START Document passage

For years, as Hitler took power, then consolidated power and finally built a totalitarian and murderous regime, Britain and America practised a wilful form of blind denial. Even implacable opponents of Hitler thought that the stories of what the Nazis were doing to the Jews couldn’t be true. No-one, not even Hitler surely, could be engaged in such crimes, they thought, and said. Bad things were going on, for sure, even terrible things – discrimination, violence, arrests – but it couldn’t be mass murder, they said. It couldn’t be genocide in the 20th century, they thought.
Our best intentioned ancestors – from just a few generations ago – were terribly wrong. These are our grandparents and great-grandparents. They went on to risk their lives and give their lives to defeat Nazi Germany – but when it came to the truth about the concentration camps, they were too blind to see for far too long.
When war broke out in 1939, it was too late for six million innocent human beings. If allied powers had faced reality sooner would it have changed such an historic tragedy? We’d watched, we’d read, but we’d also doubted and we’d waited and waited.
Even throughout the war, there was a reticence to admit what was happening. There’s a book called London Has Been Informed, which tells of how Polish and Jewish escapees from Auschwitz sent reports of Nazi death camps to Britain. Allied leaders couldn’t, or wouldn’t, believe it – the information wasn’t revealed to the rest of the world.
It took until 1945, and a global war of total destruction, for the allies to finally learn the truth – or rather to accept the truth. It took allied soldiers discovering mountains of the dead as they liberated Nazi death camps for the Holocaust to become an historical truth – even though everyone had seen what was happening from 1933 onwards.
We in the western states are currently engaged in a protracted bout of navel-gazing in each individual nation when we should be lifting our eyes up to the rest of the world. Here in Britain and Scotland we’ve had our eyes locked on Brexit and Scottish independence. It’s not that these issues aren’t important, or that the majority of the public have cut themselves off from other issues – but these are the matters which dominate. They block out global issues which are far more important.

END Document passage

To do —
Could you copy word for word everything in the passage on Allied denial of the Holocaust from "Even throughout the" down to "revealed to the rest of the world."? Rely only on the passage on Allied denial of the Holocaust.

START Supplied data

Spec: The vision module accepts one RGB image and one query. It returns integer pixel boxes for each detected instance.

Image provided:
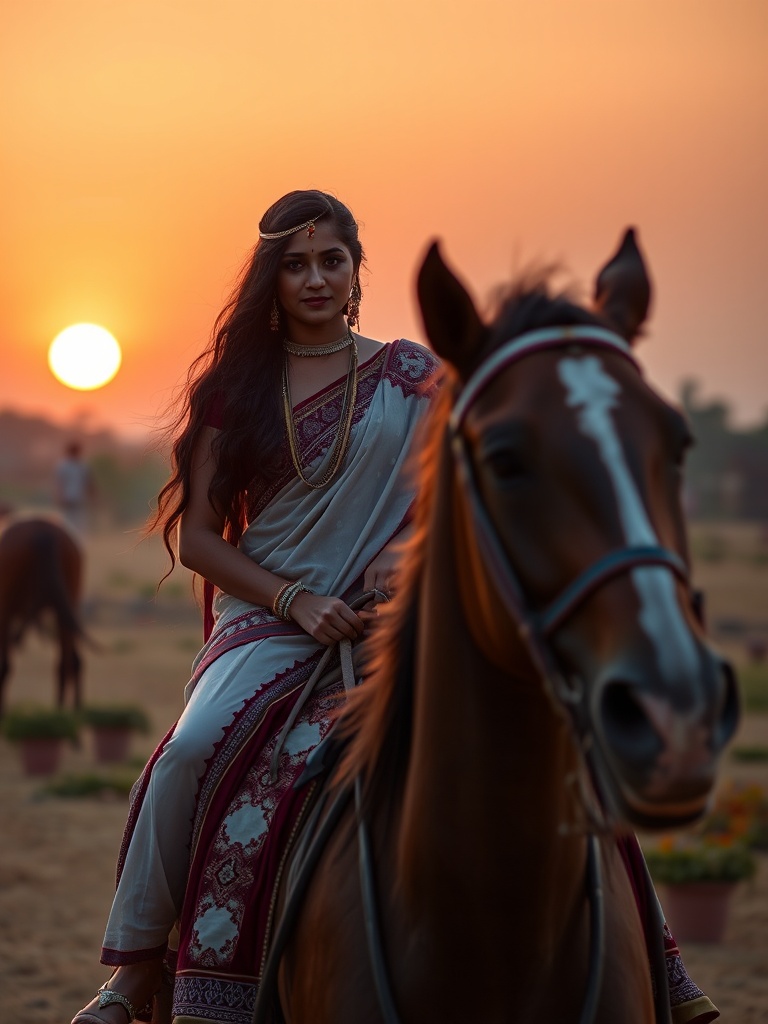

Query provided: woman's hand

END Supplied data

Solution to the exercise —
Even throughout the war, there was a reticence to admit what was happening. There’s a book called London Has Been Informed, which tells of how Polish and Jewish escapees from Auschwitz sent reports of Nazi death camps to Britain. Allied leaders couldn’t, or wouldn’t, believe it – the information wasn’t revealed to the rest of the world.